Required actions –
- 1) According to the IDCT tutorial text, which file holds the code for the kernel that runs on the FPGA?
- 2) Using the IDCT tutorial text, explain why the idct function is a good fit for the custom hardware accelerator.
- 3) Write the next part of the IDCT tutorial text, picking up after its last sentence.

The next couple of lines define the design files location and filenames. Following that is the host compiler settings and kernel compiler and linker settings. Notice that in the last line of kernel linker setting, DDR banks are assigned to each port. You don't need to modify any of the options here but you may want to play with them after finishing this tutorial.

Exit Makefile view window and let's take a look at the design files.

Overview of the source code used in this example

The project is comprised of two files:
- idct.cpp contains the code for the host application running on the CPU.
- krnl_idct.cpp contains the code for the kernel (custom accelerator) running on the FPGA.
Open the krnl_idct.cpp file.
- The idct function is the core algorithm implemented in the custom hardware accelerator.
- This computationally heavy function can be highly parallelized on the FPGA, providing significant acceleration over a CPU-based implementation.
- The krnl_idct function is the top-level for the custom hardware accelerator. Interface properties for the accelerator are specified in this function.
- The krnl_idct_dataflow function is called by the top-level function and encapsulates the main functions of the accelerator.
- The read_blocks function reads from global memory values sent by the host application and streams them to the execute function.
- The execute function receives the streaming data and, for each 8x8 block received, calls the idct function to perform the actual computation. Streams the results back out.
- The write_blocks function receives the streaming results from the execute function and writes them back to global memory for the host application.
Open the idct.cpp file.
- The main function of the C++ program initializes the test vectors, sets-up OpenCL, runs the reference model, runs the hardware accelerator, releases the OpenCL resources, and compares the results of the reference IDCT model with the accelerator implementation.
- The runFPGA function takes in a vector of inputs and, for each 8x8 block, calls the hardware accelerated IDCT using the write, run, read, and finish helper functions. These function use OpenCL API calls to communicate with the FPGA and are covered in greater detail later in this lab.

Records supplied –

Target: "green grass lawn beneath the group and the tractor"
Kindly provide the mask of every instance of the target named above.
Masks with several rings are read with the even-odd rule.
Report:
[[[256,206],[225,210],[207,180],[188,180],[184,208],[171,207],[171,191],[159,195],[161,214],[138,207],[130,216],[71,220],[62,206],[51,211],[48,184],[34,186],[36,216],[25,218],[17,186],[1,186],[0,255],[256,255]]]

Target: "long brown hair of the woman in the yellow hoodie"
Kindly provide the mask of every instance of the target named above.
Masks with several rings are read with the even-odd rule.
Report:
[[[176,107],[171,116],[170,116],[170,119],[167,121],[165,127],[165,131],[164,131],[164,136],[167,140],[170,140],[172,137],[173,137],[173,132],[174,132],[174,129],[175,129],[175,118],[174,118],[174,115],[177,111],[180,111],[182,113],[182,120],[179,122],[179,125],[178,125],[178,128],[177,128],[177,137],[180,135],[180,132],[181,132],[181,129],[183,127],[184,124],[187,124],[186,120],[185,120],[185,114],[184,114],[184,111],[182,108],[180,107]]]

Exercise responses –
- 1) The krnl_idct.cpp file holds the kernel (custom accelerator) code that runs on the FPGA.

- 2) The idct function is computationally heavy, and it can be highly parallelized on the FPGA. That gives significant acceleration over a CPU-based implementation.

- 3)
- The runCPU function takes in a vector of inputs and, for each 8x8 block, calls idctSoft, a reference implementation of the IDCT .
- The idctSoft function is the reference software implementation of the IDCT algorithm, used in this example to check the results coming back from the FPGA.
- The oclDct class is used to encapsulate the OpenCL runtime calls to interact with the kernel in the FPGA.
- The aligned_allocator, smalloc, load_file_to_memory, and getBinaryName functions are small helper functions used during test vector generation and OpenCL setup.
Go to line 520 of the idct.cpp file.

This section of code is where the OpenCL environment is setup in the host application. This section is typical of most SDAccel application and will look very familiar to developers with prior OpenCL experience. This body of code can often be reused as-is from project to project.

To setup the OpenCL environment, the following API calls are made:
- clGetPlatformIDs: This function queries the system to identify the different OpenCL platforms. It is called twice as it first extracts the number of platforms before extracting the actual supported platforms.
- clGetPlatformInfo: Get specific information about the OpenCL platform, such as vendor name and platform name.
- clGetDeviceIDs: Obtain list of devices available on a platform.
- clCreateContext: Creates an OpenCL context, which manages the runtime objects.
- clGetDeviceInfo: Get information about an OpenCL device like the device name.
- clCreateProgramWithBinary: Creates a program object for a context, and loads specified binary data into the program object. The actual program is obtained before this call through the load_file_to memory function.
- clCreateKernel: Creates a kernel object.
- clCreateCommandQueue: Create a command-queue on a specific device.
Note: all objects accessed through a clCreate... function call are to be released before terminating the program by calling clRelease.... This avoids memory leakage and clears the locks on the device.

All of the above API functions are documented by the Khronos Group, the maintainers of OpenCL, the open standard for parallel programming of heterogeneous systems.

Running the Emulation Flows

SDAccel provides two emulation flows which allow testing the application before deploying it on the F1 instance. The flows are referred to as software emulation and hardware emulation, respectively.

Software emulation is used to identify syntax issues and verify the behavior of application.
Hardware emulation is used to get performance estimates for the accelerated application.

Make sure current directory is design. Run below commands in the terminal window.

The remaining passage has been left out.